Stated goal
Rewrite the lines below with "photograph" changed to "image" everywhere and nothing else altered, leaving the pictures out.

Entries supplied

— START —

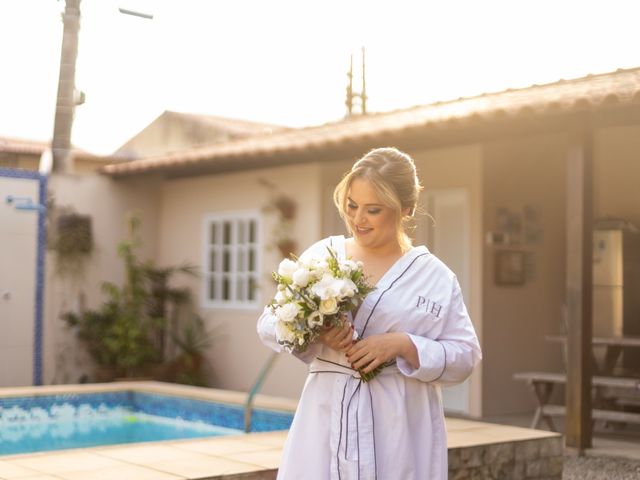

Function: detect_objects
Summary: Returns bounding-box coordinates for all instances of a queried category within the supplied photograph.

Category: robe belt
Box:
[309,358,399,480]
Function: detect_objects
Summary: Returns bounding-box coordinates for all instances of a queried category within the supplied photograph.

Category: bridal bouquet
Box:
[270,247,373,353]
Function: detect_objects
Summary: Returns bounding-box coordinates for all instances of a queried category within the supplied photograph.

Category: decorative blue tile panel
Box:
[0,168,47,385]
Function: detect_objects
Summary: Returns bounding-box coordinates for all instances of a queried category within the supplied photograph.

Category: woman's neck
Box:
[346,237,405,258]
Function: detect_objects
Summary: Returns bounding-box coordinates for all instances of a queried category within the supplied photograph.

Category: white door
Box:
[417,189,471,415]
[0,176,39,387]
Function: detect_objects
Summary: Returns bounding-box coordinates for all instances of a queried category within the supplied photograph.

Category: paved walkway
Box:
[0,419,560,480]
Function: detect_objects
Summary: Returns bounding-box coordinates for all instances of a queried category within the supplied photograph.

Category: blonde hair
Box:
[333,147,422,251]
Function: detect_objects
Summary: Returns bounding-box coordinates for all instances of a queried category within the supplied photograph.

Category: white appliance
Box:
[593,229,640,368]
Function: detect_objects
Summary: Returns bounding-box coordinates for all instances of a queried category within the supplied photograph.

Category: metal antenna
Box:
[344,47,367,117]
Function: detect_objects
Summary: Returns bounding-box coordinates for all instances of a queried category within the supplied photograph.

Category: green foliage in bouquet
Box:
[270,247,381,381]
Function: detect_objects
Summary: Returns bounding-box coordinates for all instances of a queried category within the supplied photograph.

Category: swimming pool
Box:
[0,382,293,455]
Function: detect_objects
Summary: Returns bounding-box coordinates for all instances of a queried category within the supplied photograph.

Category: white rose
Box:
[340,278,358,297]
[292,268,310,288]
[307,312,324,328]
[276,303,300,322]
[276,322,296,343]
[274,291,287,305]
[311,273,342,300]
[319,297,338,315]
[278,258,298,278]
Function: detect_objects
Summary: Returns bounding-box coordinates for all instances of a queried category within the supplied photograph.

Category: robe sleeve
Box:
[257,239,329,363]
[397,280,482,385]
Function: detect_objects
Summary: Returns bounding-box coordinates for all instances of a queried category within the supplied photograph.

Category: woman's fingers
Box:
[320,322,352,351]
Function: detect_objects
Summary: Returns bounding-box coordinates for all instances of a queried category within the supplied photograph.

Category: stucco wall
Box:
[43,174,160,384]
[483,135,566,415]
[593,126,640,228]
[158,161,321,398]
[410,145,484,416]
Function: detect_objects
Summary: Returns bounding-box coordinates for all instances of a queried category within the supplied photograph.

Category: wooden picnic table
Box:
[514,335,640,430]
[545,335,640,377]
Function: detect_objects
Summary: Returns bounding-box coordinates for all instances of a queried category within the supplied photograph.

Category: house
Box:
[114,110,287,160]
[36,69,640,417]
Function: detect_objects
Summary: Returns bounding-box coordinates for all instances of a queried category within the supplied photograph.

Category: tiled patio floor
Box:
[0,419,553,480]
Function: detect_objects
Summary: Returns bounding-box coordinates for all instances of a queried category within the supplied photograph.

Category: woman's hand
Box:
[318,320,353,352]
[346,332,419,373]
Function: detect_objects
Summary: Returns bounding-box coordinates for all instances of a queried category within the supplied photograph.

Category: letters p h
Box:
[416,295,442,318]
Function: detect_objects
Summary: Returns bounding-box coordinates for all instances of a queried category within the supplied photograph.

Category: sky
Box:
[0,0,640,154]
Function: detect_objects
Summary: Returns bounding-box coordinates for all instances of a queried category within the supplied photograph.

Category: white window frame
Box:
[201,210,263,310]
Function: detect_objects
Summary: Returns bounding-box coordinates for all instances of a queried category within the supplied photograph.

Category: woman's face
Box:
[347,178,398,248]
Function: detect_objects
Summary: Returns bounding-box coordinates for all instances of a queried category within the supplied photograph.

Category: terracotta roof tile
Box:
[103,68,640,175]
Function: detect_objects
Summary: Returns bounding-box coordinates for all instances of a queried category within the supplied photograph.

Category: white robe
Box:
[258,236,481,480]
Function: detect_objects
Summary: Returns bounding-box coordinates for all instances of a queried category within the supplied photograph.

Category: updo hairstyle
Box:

— END —

Task result
Function: detect_objects
Summary: Returns bounding-box coordinates for all instances of a queried category within the supplied image.

Category: robe belt
Box:
[309,358,399,480]
Function: detect_objects
Summary: Returns bounding-box coordinates for all instances of a queried category within the supplied image.

Category: bridal bouquet
Box:
[270,247,373,353]
Function: detect_objects
Summary: Returns bounding-box coordinates for all instances of a queried category within the supplied image.

Category: decorative blue tile panel
Box:
[0,168,47,385]
Function: detect_objects
Summary: Returns bounding-box coordinates for all instances of a queried category within the supplied image.

Category: woman's neck
Box:
[346,237,405,258]
Function: detect_objects
Summary: Returns bounding-box coordinates for all instances of a queried category within the supplied image.

Category: white door
Box:
[417,189,471,415]
[0,176,39,387]
Function: detect_objects
Summary: Returns bounding-box coordinates for all instances of a queried category within the supplied image.

Category: paved walkway
Box:
[0,419,560,480]
Function: detect_objects
Summary: Returns bounding-box coordinates for all instances of a queried category within the supplied image.

Category: blonde hair
Box:
[333,147,422,251]
Function: detect_objects
Summary: Returns bounding-box coordinates for all instances of a queried category within the supplied image.

Category: white appliance
Box:
[593,229,640,368]
Function: detect_objects
Summary: Returns bounding-box coordinates for all instances of a queried category within the supplied image.

Category: metal antenna
Box:
[344,47,367,117]
Function: detect_objects
Summary: Returns bounding-box coordinates for all instances of a queried category within the supplied image.

Category: green foliage in bouquet
Box:
[270,247,381,381]
Function: detect_objects
Summary: Returns bounding-box coordinates for all instances of a queried category within the supplied image.

Category: swimming pool
Box:
[0,382,293,455]
Function: detect_objects
Summary: Returns bounding-box coordinates for all instances of a queried category within the supplied image.

Category: white rose
Box:
[340,278,358,297]
[292,268,310,288]
[307,312,324,328]
[276,303,300,322]
[276,322,296,343]
[274,291,287,305]
[311,273,342,300]
[319,297,338,315]
[278,258,298,278]
Function: detect_objects
Summary: Returns bounding-box coordinates for all instances of a queried category within the supplied image.

Category: robe sleeve
Box:
[257,239,329,363]
[397,280,482,385]
Function: detect_objects
Summary: Returns bounding-box coordinates for all instances of a queried category within the supplied image.

Category: woman's fingers
Box:
[320,322,352,351]
Function: detect_objects
Summary: Returns bounding-box coordinates for all instances of a queried category within the supplied image.

Category: stucco wall
Box:
[43,174,160,384]
[483,135,566,415]
[593,126,640,228]
[158,161,321,398]
[410,145,484,416]
Function: detect_objects
Summary: Returns bounding-box coordinates for all instances of a queried category within the supplied image.

Category: wooden picnic table
Box:
[514,335,640,430]
[545,335,640,377]
Function: detect_objects
Summary: Returns bounding-box coordinates for all instances of a queried category within the supplied image.

Category: house
Box:
[114,110,287,160]
[36,69,640,417]
Function: detect_objects
Summary: Returns bounding-box coordinates for all instances of a queried category within the supplied image.

Category: tiled patio floor
Box:
[0,419,553,480]
Function: detect_objects
Summary: Returns bounding-box coordinates for all instances of a queried category within the supplied image.

Category: woman's hand
Box:
[318,320,353,352]
[346,332,419,373]
Function: detect_objects
Summary: Returns bounding-box coordinates for all instances of a queried category within the supplied image.

Category: letters p h
Box:
[416,295,442,318]
Function: detect_objects
Summary: Returns bounding-box coordinates for all instances of a queried category within the supplied image.

Category: sky
Box:
[0,0,640,154]
Function: detect_objects
Summary: Returns bounding-box coordinates for all instances of a queried category within the supplied image.

Category: white window frame
Box:
[201,210,263,310]
Function: detect_objects
Summary: Returns bounding-box coordinates for all instances of a queried category within the supplied image.

Category: woman's face
Box:
[347,178,398,248]
Function: detect_objects
Summary: Returns bounding-box coordinates for all instances of a queried category within the supplied image.

Category: terracotta roof tile
Box:
[103,68,640,175]
Function: detect_objects
Summary: Returns bounding-box coordinates for all instances of a queried category within the supplied image.

Category: white robe
Box:
[258,236,481,480]
Function: detect_objects
Summary: Returns bounding-box coordinates for all instances of a queried category within the supplied image.

Category: updo hairstyle
Box:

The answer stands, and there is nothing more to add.